(DATA SUPPLIED begins)
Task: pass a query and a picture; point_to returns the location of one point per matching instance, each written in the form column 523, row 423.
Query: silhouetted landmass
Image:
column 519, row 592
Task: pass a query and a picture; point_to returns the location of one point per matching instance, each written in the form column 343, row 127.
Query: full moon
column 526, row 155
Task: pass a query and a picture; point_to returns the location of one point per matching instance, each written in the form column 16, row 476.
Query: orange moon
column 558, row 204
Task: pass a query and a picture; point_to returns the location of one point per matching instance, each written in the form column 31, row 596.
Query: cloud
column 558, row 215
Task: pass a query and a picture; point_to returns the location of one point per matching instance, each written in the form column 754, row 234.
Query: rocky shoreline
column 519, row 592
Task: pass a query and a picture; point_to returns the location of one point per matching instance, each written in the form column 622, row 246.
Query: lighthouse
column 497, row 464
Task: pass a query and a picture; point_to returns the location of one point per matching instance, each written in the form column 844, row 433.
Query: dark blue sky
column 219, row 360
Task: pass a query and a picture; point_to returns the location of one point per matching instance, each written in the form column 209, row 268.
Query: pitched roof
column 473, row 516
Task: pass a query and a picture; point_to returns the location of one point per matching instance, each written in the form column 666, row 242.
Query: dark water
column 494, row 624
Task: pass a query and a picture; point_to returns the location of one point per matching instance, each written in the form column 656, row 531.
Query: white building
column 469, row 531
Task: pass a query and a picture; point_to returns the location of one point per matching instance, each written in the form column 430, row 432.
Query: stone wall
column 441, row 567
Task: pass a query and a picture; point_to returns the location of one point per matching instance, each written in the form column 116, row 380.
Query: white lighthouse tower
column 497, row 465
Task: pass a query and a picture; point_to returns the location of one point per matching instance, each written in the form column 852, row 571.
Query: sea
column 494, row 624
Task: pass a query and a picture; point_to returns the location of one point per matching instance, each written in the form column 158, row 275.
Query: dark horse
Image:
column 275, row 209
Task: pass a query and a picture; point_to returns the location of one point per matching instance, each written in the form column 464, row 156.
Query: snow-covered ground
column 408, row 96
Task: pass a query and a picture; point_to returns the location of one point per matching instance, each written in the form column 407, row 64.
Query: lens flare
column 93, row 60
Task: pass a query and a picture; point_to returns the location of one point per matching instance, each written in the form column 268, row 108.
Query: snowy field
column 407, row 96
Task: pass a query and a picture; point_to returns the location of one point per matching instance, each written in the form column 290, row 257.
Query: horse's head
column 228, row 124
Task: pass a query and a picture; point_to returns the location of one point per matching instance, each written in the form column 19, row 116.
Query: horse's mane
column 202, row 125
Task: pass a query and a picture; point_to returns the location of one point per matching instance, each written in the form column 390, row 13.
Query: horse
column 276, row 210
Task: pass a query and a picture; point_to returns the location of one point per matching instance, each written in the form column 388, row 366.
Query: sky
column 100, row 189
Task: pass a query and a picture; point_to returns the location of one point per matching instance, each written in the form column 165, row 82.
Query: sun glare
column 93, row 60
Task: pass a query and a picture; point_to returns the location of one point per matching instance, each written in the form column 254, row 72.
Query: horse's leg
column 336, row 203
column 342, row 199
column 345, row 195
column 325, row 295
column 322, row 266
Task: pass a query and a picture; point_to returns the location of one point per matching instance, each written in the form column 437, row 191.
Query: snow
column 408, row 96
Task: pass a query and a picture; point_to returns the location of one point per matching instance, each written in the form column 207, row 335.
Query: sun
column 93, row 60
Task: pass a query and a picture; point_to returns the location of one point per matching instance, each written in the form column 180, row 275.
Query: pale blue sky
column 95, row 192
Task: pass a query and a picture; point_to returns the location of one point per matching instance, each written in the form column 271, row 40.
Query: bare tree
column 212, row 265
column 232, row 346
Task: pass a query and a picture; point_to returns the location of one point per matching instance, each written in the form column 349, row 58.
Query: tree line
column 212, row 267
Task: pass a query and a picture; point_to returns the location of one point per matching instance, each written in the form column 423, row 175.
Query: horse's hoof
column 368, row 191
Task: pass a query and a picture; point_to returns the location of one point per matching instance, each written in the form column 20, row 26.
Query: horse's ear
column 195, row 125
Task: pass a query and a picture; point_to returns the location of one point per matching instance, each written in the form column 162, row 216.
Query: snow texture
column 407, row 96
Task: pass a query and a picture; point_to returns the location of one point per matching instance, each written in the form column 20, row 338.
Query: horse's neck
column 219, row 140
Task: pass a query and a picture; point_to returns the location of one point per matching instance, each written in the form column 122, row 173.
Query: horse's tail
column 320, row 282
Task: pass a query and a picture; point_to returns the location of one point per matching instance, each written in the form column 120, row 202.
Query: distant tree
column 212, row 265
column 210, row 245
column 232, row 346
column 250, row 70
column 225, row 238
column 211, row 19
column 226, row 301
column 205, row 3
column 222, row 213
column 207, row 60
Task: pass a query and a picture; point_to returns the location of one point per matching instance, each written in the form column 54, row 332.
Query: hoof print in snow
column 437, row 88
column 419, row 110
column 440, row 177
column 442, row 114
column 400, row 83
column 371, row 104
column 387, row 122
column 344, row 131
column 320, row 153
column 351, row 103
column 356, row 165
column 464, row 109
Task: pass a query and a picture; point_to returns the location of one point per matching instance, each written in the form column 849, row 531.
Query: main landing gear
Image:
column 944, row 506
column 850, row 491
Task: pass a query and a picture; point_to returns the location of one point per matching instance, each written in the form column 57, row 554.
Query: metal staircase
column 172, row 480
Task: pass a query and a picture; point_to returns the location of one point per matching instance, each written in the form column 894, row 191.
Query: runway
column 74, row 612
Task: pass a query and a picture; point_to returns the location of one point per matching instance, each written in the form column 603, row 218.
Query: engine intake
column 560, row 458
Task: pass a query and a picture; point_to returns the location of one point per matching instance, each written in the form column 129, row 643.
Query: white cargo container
(DATA SUPPLIED ends)
EXERCISE DIRECTIONS:
Provide a faithful, complete copy of the entries above.

TASK ANSWER:
Task: pass a query and a picture; point_to returns the location of one point per matching instance, each written in the form column 523, row 423.
Query: silhouetted landmass
Image:
column 519, row 592
Task: pass a query and a picture; point_to returns the location of one point per matching instance, each written in the form column 343, row 127.
Query: full moon
column 526, row 155
Task: pass a query and a picture; point_to returns the location of one point per matching instance, each written in the form column 16, row 476.
Query: orange moon
column 558, row 204
Task: pass a query and a picture; point_to returns the location of one point per matching instance, each written in the form column 31, row 596.
Query: cloud
column 558, row 215
Task: pass a query and a picture; point_to returns the location of one point per matching instance, each written in the form column 754, row 234.
Query: rocky shoreline
column 519, row 592
Task: pass a query and a picture; point_to returns the location of one point per matching instance, each written in the form column 622, row 246.
Query: lighthouse
column 497, row 464
Task: pass a query and a picture; point_to returns the location of one point per matching instance, each written in the form column 844, row 433.
Query: dark blue sky
column 219, row 360
Task: pass a query and a picture; point_to returns the location of one point per matching instance, each written in the form column 209, row 268.
Query: pitched roof
column 473, row 516
Task: pass a query and a picture; point_to returns the location of one point per matching instance, each written in the form column 666, row 242.
Query: dark water
column 494, row 624
Task: pass a query and a picture; point_to returns the location of one point per matching instance, each written in the form column 656, row 531.
Query: white building
column 469, row 531
Task: pass a query and a picture; point_to returns the location of one point per matching instance, each written in the form column 430, row 432.
Query: stone wall
column 441, row 567
Task: pass a query and a picture; point_to returns the location of one point per matching instance, each written in the form column 116, row 380.
Query: white lighthouse tower
column 497, row 465
Task: pass a query and a picture; point_to returns the location of one point per matching instance, each written in the form column 852, row 571.
Query: sea
column 494, row 624
Task: pass a query and a picture; point_to returns the location of one point per matching instance, each written in the form column 158, row 275.
Query: dark horse
Image:
column 275, row 209
Task: pass a query and a picture; point_to returns the location of one point per matching instance, each written in the form column 464, row 156.
Query: snow-covered ground
column 408, row 96
Task: pass a query and a picture; point_to returns the location of one point per matching instance, each written in the form column 407, row 64.
Query: lens flare
column 93, row 60
Task: pass a query and a picture; point_to returns the location of one point per matching instance, each written in the form column 268, row 108.
Query: snowy field
column 407, row 96
Task: pass a query and a picture; point_to returns the location of one point per matching instance, each written in the form column 290, row 257.
Query: horse's head
column 228, row 124
Task: pass a query and a picture; point_to returns the location of one point per matching instance, each written in the form column 19, row 116.
Query: horse's mane
column 202, row 125
Task: pass a query and a picture; point_to returns the location of one point per matching instance, each written in the form column 390, row 13.
Query: horse
column 276, row 210
Task: pass a query and a picture; point_to returns the location of one point per matching instance, each written in the form column 388, row 366.
Query: sky
column 100, row 189
Task: pass a query and a picture; point_to returns the location of one point per matching instance, each written in the form column 165, row 82.
Query: sun glare
column 93, row 60
Task: pass a query and a picture; point_to returns the location of one point per matching instance, each written in the form column 254, row 72.
Query: horse's leg
column 336, row 203
column 342, row 199
column 345, row 195
column 325, row 295
column 322, row 266
Task: pass a query and a picture; point_to returns the location of one point per matching instance, each written in the form column 437, row 191.
Query: snow
column 408, row 96
Task: pass a query and a picture; point_to returns the location of one point per matching instance, each written in the form column 207, row 335.
Query: sun
column 93, row 60
Task: pass a query and a picture; point_to returns the location of one point per matching instance, each written in the form column 180, row 275.
Query: pale blue sky
column 95, row 192
Task: pass a query and a picture; point_to returns the location of one point per matching instance, each written in the form column 271, row 40.
Query: bare tree
column 212, row 265
column 232, row 346
Task: pass a query and a picture; point_to returns the location of one point per matching instance, each written in the form column 349, row 58.
Query: tree line
column 212, row 267
Task: pass a query and a picture; point_to returns the location of one point per matching instance, each written in the form column 423, row 175.
Query: horse's hoof
column 368, row 191
Task: pass a query and a picture; point_to returns the location of one point per matching instance, each written in the form column 20, row 26.
Query: horse's ear
column 195, row 125
Task: pass a query and a picture; point_to returns the location of one point per matching instance, each written in the form column 162, row 216.
Query: snow texture
column 407, row 96
Task: pass a query and a picture; point_to returns the location of one point per matching instance, each written in the form column 20, row 338.
Query: horse's neck
column 219, row 140
Task: pass a query and a picture; point_to returns the location of one point per matching instance, each written in the form column 122, row 173.
Query: horse's tail
column 320, row 282
Task: pass a query and a picture; point_to returns the location of one point per matching instance, each written in the form column 120, row 202.
Query: distant tree
column 212, row 265
column 210, row 245
column 232, row 346
column 250, row 70
column 225, row 238
column 211, row 19
column 226, row 301
column 205, row 3
column 222, row 213
column 207, row 60
Task: pass a query and a picture; point_to returns the location of one point per matching instance, each written in the form column 54, row 332.
Query: hoof print in snow
column 437, row 88
column 419, row 110
column 440, row 177
column 442, row 114
column 400, row 83
column 371, row 104
column 387, row 122
column 344, row 131
column 320, row 153
column 351, row 103
column 356, row 165
column 464, row 109
Task: pass a query and a picture; point_to returns the location of one point per matching instance, each written in the form column 849, row 531.
Query: main landing gear
Image:
column 944, row 506
column 850, row 491
Task: pass a query and a picture; point_to returns the location of one point per matching instance, each written in the form column 57, row 554.
Query: metal staircase
column 172, row 480
Task: pass a query and a picture; point_to returns the location of one point per matching instance, each written in the form column 894, row 191.
Query: runway
column 74, row 612
Task: pass a query and a picture; point_to returns the location of one point per matching instance, each written in the form column 603, row 218.
Query: engine intake
column 560, row 458
Task: pass a query and a picture; point_to returns the location of one point per matching instance, each written in the form column 129, row 643.
Query: white cargo container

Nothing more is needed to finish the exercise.